### Data supplied:
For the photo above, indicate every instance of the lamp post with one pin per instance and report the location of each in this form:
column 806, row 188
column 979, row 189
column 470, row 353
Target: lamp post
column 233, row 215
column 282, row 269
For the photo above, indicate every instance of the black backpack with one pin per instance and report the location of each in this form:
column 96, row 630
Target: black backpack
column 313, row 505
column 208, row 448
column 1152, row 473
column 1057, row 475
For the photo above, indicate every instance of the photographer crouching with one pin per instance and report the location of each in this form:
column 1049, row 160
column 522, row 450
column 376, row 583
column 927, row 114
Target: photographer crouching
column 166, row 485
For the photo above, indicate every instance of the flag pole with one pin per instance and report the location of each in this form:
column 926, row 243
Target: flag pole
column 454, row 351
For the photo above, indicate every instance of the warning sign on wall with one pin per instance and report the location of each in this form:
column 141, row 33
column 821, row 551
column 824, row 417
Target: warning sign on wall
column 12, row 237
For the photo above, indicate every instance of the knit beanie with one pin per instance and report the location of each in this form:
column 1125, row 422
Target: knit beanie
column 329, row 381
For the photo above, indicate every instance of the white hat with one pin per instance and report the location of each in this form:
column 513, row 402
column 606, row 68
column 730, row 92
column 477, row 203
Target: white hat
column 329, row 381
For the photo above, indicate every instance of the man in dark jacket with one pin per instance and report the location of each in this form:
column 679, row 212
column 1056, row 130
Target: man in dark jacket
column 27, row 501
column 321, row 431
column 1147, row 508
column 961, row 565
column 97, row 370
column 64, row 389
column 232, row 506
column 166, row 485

### Task instructions:
Copy out the whole listing above, swapping each "pin" for "marker" and keeping every other word the same.

### Response:
For the photo above, indicate every instance of the lamp post with one marker per instance and report the location of each in this form:
column 806, row 188
column 979, row 189
column 470, row 353
Target: lamp post
column 233, row 215
column 282, row 269
For the photo above, indicate every instance of the black backpack with one marker per instance and report the location of each in this form:
column 96, row 630
Target: black backpack
column 313, row 505
column 208, row 448
column 1152, row 473
column 1057, row 475
For the photo above, indicate every instance of the photographer crouching with one marker per instance and report the location of each in this form:
column 1049, row 160
column 522, row 450
column 376, row 583
column 927, row 114
Target: photographer crouching
column 166, row 485
For the photo above, indicate every instance of the flag pole with one marker per instance and report the location of each in this form:
column 926, row 243
Target: flag pole
column 454, row 351
For the photo above, indicate every instance of the warning sign on wall with one marker per instance and report the location of each in this form:
column 141, row 33
column 821, row 551
column 824, row 417
Target: warning sign on wall
column 12, row 237
For the photo above, indicate every instance of the knit beanie with one marker per instance and report the location of each in this form:
column 1125, row 422
Target: knit beanie
column 329, row 381
For the photo above, indicate every instance of the white hat with one marker per instance and report the location of each in this form:
column 513, row 402
column 606, row 68
column 730, row 92
column 477, row 203
Target: white hat
column 329, row 381
For the photo above, indicate every instance of the man in dark jacket with one marker per instance and report the location of each in this form:
column 679, row 212
column 1056, row 130
Target: man in dark jacket
column 27, row 501
column 321, row 431
column 1147, row 508
column 961, row 565
column 97, row 370
column 64, row 389
column 232, row 506
column 166, row 485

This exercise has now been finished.